Como dados corretos geram reações programadas

Clayton Biscalchini

Desde o início de 2021 diversos veículos de informação de todo o mundo noticiaram que ao menos 240 cidadãos israelenses vacinados contra a COVID-19 se infectaram com a doença. O dado é do Channel 13, canal de notícias israelense, e foi reproduzido por veículos brasileiros como Jornal do Brasil, IG e Exame, todos referenciados ao fim do texto, além de outros omitidos por possuírem menor projeção ou por envolvimento em disseminação de notícias de veracidade duvidosa. De qualquer maneira, o número é noticiado de maneira alarmante: 240 pessoas não foram protegidas pela vacina, gerando preocupação, desconfiança, e questionamentos sobre sua eficácia. Ao menos essa é a reação esperada e disseminada nas redes sociais; entretanto, podemos ir além do dado de 240 infectados e transformá-lo em uma informação mais completa e bem menos alarmante.

No início do ano, veículos como o UOL divulgaram que Israel havia vacinado mais de 10% de sua população. Vamos tomar o piso dessa informação e supor que exatamente 10% foi vacinado. Além disso, podemos consultar o Banco Mundial para obter um valor para a população de Israel em 2018.


Perceba que a curva apresenta tendência crescente, portanto, não é de se espantar que a população atual seja maior do que os 8,884 milhões de habitantes. Esse detalhe é importante, e será retomado futuramente.

Sabendo que a população de Israel é composta por 8,884 milhões de pessoas, podemos facilmente encontrar o número de vacinados: basta descobrirmos 10% dessa população; logo, temos que o total de israelenses vacinados é em torno de 888.400 pessoas. Além disso, sabemos que ao menos 240 dessas 888.400 pessoas foram infectadas pós-vacina. Utilizando uma simples regra de três, encontramos que essas 240 pessoas correspondem a aproximadamente 0,03% dos vacinados, arredondando esse valor para cima.

A Pfizer, desenvolvedora da vacina aplicada em território israelense, relata que a mesma possui 95% de eficácia em até 28 dias após a aplicação da primeira dose. Assim, o número esperado de pessoas que não seriam imunizadas mesmo vacinadas seria de 5% sob essas condições, bem distante dos 0,03% relatados. Além disso, como apontado, a população utilizada foi a de 2018. Sendo que a curva apresenta tendência de crescimento, a população em 2020 tende a ser maior, o que implica que 10% dessa população é maior do que os 10% de 2018, fator que mostra que a porcentagem dos vacinados infectados é ainda menor do que 0,03%.

O QUE FAZER:
Responda com base no texto sobre a vacinação em Israel:
(a) Segundo o Channel 13, quantos cidadãos israelenses vacinados se infectaram com a COVID-19?
(b) Qual população de Israel em 2018, tirada do Banco Mundial, o texto usa nas contas?
(c) Que eficácia a Pfizer relata para a vacina, e em que prazo?
Os registros são um material à parte, sem ligação com o texto.

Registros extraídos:
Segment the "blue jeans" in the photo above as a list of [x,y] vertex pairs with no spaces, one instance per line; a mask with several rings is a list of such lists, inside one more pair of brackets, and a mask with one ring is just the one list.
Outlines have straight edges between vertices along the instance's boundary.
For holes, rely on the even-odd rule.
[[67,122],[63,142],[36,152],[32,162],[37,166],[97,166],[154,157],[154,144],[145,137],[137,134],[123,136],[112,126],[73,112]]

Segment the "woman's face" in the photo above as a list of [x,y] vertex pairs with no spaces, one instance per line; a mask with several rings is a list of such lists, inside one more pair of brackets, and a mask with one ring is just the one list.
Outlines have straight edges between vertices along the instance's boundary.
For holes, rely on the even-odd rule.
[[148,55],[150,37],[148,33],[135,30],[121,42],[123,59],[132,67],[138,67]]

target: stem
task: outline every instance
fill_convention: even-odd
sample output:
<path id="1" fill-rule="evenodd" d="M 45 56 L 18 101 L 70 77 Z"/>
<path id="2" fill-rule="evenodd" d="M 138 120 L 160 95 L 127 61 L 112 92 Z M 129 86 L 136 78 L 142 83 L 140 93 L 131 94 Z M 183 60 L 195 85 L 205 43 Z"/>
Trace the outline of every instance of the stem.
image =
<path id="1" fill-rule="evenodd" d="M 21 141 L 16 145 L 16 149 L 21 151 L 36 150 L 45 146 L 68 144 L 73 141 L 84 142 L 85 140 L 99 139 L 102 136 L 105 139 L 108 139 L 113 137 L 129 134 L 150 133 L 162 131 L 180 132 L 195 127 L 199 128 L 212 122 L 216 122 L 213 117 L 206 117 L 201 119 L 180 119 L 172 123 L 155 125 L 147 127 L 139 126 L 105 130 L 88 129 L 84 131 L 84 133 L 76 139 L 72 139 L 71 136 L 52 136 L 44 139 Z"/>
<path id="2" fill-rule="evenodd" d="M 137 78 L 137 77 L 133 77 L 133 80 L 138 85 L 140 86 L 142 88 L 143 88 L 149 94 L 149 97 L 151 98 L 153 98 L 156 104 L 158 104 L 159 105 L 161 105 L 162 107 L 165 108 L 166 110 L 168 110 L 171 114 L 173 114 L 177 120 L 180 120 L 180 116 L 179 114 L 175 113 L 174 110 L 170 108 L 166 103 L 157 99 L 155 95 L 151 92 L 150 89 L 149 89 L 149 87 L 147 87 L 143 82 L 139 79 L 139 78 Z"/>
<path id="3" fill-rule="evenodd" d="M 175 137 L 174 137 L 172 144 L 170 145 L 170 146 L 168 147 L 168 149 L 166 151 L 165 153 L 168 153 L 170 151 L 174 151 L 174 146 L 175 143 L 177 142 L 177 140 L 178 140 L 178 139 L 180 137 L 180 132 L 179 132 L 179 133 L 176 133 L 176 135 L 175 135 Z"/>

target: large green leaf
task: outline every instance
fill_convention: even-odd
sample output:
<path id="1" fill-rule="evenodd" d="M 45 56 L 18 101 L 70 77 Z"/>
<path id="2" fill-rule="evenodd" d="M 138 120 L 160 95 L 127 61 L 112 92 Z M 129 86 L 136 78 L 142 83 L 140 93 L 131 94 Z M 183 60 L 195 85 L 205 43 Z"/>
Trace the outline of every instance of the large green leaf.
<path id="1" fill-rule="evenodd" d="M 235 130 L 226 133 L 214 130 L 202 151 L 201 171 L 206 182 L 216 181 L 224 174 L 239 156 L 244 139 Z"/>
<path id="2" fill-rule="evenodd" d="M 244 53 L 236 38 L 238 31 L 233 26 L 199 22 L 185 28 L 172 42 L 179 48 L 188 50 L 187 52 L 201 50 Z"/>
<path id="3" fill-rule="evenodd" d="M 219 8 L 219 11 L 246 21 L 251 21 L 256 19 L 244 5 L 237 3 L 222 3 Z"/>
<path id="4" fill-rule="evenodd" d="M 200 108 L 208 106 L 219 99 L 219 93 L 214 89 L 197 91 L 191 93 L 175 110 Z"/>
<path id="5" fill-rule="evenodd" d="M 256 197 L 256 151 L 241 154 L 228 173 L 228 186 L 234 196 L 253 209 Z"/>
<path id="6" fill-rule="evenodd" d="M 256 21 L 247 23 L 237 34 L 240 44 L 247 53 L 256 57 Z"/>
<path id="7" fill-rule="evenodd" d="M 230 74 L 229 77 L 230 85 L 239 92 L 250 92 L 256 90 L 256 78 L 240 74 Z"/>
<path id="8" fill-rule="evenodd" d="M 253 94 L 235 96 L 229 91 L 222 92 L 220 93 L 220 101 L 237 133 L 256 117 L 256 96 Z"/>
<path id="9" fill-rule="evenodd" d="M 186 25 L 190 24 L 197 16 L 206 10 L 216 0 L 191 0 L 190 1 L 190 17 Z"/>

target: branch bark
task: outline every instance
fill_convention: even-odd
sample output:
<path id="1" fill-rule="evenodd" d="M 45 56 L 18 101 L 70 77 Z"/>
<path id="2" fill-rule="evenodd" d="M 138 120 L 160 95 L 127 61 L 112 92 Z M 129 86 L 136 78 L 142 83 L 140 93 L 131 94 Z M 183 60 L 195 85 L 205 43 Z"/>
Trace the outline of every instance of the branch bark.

RESOLUÇÃO:
(a) Pelo menos 240 cidadãos.
(b) 8,884 milhões de habitantes.
(c) 95% de eficácia em até 28 dias após a aplicação da primeira dose.